start ROWS

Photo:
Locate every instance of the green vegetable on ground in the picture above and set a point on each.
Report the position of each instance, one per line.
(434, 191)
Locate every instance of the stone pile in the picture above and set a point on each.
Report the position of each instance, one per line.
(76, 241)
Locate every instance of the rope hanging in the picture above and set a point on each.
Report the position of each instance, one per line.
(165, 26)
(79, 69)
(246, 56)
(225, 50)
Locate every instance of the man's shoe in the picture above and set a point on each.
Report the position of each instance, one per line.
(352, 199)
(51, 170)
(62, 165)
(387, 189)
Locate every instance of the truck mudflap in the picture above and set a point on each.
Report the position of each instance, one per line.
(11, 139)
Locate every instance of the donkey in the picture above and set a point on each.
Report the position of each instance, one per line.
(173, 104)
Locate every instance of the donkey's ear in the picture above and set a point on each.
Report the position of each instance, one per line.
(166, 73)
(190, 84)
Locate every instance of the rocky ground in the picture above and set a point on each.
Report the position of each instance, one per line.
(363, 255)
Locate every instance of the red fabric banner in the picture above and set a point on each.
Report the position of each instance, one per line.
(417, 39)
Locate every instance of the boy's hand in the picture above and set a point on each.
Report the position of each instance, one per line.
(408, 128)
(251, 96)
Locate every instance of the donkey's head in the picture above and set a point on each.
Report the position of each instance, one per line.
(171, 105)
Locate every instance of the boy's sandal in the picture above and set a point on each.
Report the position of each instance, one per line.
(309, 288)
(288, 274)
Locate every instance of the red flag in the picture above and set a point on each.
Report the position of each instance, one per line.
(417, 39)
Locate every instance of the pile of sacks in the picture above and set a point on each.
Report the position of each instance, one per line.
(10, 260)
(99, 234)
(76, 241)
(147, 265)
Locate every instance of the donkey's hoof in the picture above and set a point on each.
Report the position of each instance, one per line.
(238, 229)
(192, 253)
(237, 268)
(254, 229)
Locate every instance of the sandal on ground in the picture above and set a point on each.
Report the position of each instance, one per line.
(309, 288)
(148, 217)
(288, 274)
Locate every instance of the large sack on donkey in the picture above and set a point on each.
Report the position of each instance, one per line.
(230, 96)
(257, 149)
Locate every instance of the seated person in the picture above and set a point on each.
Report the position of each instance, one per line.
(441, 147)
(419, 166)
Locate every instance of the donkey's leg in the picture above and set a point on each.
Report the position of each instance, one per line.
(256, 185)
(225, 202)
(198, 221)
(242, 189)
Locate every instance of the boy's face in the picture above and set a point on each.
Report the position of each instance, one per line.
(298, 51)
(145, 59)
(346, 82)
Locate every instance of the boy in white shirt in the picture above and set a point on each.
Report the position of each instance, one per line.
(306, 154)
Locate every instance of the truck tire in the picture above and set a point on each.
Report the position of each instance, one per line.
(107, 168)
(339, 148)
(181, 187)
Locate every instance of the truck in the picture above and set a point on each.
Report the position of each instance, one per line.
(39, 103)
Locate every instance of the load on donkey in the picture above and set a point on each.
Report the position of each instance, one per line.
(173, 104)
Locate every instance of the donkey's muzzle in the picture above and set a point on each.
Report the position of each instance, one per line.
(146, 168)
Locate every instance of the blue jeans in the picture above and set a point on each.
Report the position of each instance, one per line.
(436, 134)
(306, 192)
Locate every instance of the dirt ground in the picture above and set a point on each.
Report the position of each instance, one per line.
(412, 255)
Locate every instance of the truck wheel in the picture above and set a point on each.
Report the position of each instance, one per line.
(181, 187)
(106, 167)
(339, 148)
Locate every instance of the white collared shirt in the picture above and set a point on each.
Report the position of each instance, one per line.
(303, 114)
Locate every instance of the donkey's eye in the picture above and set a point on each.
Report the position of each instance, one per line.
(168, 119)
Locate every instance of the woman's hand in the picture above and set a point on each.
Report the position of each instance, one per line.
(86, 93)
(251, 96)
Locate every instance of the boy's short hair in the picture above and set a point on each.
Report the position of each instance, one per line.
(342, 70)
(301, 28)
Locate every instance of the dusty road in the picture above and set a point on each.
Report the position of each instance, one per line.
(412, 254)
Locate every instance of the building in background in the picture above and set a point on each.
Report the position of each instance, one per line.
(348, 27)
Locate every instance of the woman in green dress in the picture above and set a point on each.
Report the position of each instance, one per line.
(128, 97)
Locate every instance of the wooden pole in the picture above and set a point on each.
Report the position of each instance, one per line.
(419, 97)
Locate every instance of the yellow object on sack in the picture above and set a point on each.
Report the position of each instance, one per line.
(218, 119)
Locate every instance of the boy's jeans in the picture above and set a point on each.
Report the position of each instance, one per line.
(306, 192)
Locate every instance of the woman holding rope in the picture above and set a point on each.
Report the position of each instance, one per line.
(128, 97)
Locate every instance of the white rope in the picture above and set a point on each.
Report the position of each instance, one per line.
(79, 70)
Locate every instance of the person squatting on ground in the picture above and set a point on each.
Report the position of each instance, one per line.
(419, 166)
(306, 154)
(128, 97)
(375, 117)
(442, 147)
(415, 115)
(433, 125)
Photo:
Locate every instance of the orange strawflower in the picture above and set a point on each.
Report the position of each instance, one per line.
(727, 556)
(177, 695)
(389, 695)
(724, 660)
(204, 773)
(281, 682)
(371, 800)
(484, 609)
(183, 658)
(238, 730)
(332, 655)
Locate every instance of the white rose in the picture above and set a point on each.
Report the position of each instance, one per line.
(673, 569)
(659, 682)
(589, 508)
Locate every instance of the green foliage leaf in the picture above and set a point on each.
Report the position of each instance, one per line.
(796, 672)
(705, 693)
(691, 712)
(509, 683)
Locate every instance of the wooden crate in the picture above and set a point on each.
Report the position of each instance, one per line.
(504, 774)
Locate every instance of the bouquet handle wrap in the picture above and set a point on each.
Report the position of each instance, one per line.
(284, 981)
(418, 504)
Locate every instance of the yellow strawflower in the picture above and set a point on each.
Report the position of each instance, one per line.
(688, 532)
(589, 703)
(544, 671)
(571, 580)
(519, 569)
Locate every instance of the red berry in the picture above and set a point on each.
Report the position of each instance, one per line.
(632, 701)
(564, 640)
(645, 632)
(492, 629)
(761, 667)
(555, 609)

end ROWS

Duplicate every line of the records above verbatim.

» RESPONSE TO THIS EXERCISE:
Photo:
Locate every instance of the green vegetable on ground in the picture above and set a point on each.
Report the position of each instance, one per line.
(434, 191)
Locate every instance of the stone pile in the picture above and set a point on each.
Report the position of each instance, one per line.
(76, 241)
Locate every instance of the rope hanging in the picture above and set a point on each.
Report the position of each instance, one per line.
(165, 26)
(79, 69)
(246, 56)
(225, 50)
Locate every instance of the man's shoe in the picture above and set a point on each.
Report the position of each instance, one per line.
(352, 199)
(51, 170)
(62, 165)
(387, 189)
Locate every instance of the truck mudflap in the picture above and set a point on each.
Report the position of each instance, one per line.
(11, 139)
Locate every instance of the donkey in the picture above and set a point on each.
Report the position of each instance, one per line.
(173, 104)
Locate every instance of the donkey's ear in the picture above and set a point on each.
Report the position of each instance, one per line.
(166, 73)
(190, 84)
Locate every instance of the rocky ground in the picture above and set a point on each.
Report the position of each instance, one per line.
(363, 255)
Locate every instance of the red fabric banner in the picture above and set a point on each.
Report the position of each instance, one per line.
(417, 39)
Locate every instance of the boy's hand in the picture above and set a point on each.
Report the position of each instance, one per line.
(408, 128)
(251, 96)
Locate every instance of the donkey's head in the picture above and set a point on each.
Report the position of each instance, one per line.
(171, 105)
Locate every instance of the boy's sandal in the picture above and set a point on each.
Report the position of each instance, one per line.
(309, 288)
(288, 274)
Locate every instance of the red flag in the picture above and set a point on each.
Report the position of each instance, one per line.
(417, 39)
Locate every instance of the pile of sacks in the picture above and set a point on each.
Report the position of each instance, one per line.
(10, 260)
(99, 234)
(76, 241)
(147, 265)
Locate every instance of the donkey's hoof in the picture above and set a point on each.
Report the position of each instance, one per line.
(238, 229)
(192, 253)
(237, 268)
(254, 229)
Locate every instance of the sandal on ground in the picture above and set a point on each.
Report the position of each instance, one per line.
(309, 288)
(148, 217)
(288, 274)
Locate every instance of the large sack on donkey in the picture above and set a point on each.
Report the position of each instance, one per line.
(230, 96)
(257, 149)
Locate every instance of the seated person in the picture above and set a point on each.
Report the position of each instance, one per line.
(441, 147)
(419, 166)
Locate every instance of the donkey's leg in the picture above and set a point on each.
Report the position of each instance, one per line.
(256, 185)
(225, 202)
(198, 221)
(242, 189)
Locate every instance of the boy's face in the picture above and set a point on each.
Report the position of each instance, one per line.
(298, 51)
(145, 59)
(346, 82)
Locate every instance of the boy in white shirt in the picture above and set a point on each.
Report the position of each instance, one per line.
(306, 154)
Locate every instance of the truck tire in the picture above and set a point on each.
Report the position of each instance, one per line.
(107, 168)
(339, 148)
(181, 187)
Locate every instance of the truck in the picture above and set a point on each.
Report the position of each instance, one per line.
(39, 103)
Locate every instance of the load on donkey in the picture above and set a point on each.
Report the position of each instance, one per line.
(173, 104)
Locate every instance of the donkey's muzzle in the picture above and set a point on each.
Report the position of each instance, one per line.
(146, 168)
Locate every instance of the blue jeans in the picture above and set a point on each.
Report the position of each instance, one per line.
(436, 134)
(306, 192)
Locate every instance of the dirt ground in the picture above and set a point on each.
Report the position of each instance, one per line.
(412, 255)
Locate every instance of the truck wheel in the picture above and set a point on each.
Report the position of each instance, one per line.
(181, 187)
(106, 167)
(339, 148)
Locate every instance of the white collared shirt in the picture above and set a point on each.
Report the position of each instance, one per line.
(303, 114)
Locate every instance of the donkey's eye in the picture above and set a point on each.
Report the position of each instance, one per line.
(168, 119)
Locate every instance of the woman's hand in the picture above and set a point on each.
Report the position of each instance, one per line.
(86, 93)
(251, 96)
Locate every instance of the boy's short hair in the picture above and set a point on each.
Report the position of each instance, one per line.
(342, 70)
(301, 28)
Locate every instance of the dusty road in the picture above and set a point on each.
Report the position of each instance, one per line.
(412, 254)
Locate every instance of the building in background in the picture above and set a point on each.
Report the position of each instance, one per line.
(348, 27)
Locate every instance of the woman in green dress in the picture above and set a point on each.
Report the position of each instance, one per line.
(128, 97)
Locate every instance of the wooden pole in the picture above and set a point on each.
Report the position of each instance, one per line.
(419, 97)
Locate every instance of the yellow object on sack in the picture above and set a point on each.
Report the position of each instance, one per line.
(218, 119)
Locate every instance of the boy's jeans in the picture above and set a point on each.
Report the position of each instance, one per line.
(306, 192)
Locate every instance of the woman holding rope in the picture above and set a point on each.
Report the position of each instance, one per line.
(128, 97)
Locate every instance of the white rope in the picture above and set a point on each.
Report the position of each instance, one per line.
(79, 70)
Locate every instance of the person squatting on ground in the picture above and set a point on each.
Report the position of each instance, one per line.
(419, 166)
(306, 154)
(128, 97)
(375, 117)
(442, 147)
(415, 115)
(433, 125)
Photo:
Locate every instance of the orange strawflower in the picture above and set a point on each.
Report the position of each instance, one per line.
(727, 556)
(177, 695)
(389, 695)
(724, 660)
(204, 773)
(281, 682)
(371, 800)
(484, 609)
(183, 658)
(238, 730)
(332, 655)
Locate every instance of the white rose in the picture above and set a point on each.
Report the position of each instance, one per line.
(673, 569)
(659, 682)
(589, 508)
Locate every instance of the green foliage leaf in the picture above and set a point on each.
Report the position of each instance, one per line.
(796, 672)
(705, 693)
(691, 712)
(509, 683)
Locate every instance of the wooden crate in the picture above and set a point on each.
Report the position of each instance, one per line.
(504, 774)
Locate every instance of the bouquet handle wrap in the picture above and set a point on each.
Report the position of each instance, one per line.
(284, 981)
(418, 504)
Locate every instance of the yellow strawflower in the picture above and set a point on each.
Report the position of each instance, one per line.
(688, 532)
(589, 703)
(544, 671)
(571, 580)
(519, 569)
Locate every instance of the red berry in the picture above and set a point on each.
Report the position of each instance, one per line.
(632, 701)
(564, 640)
(645, 632)
(492, 629)
(761, 667)
(555, 609)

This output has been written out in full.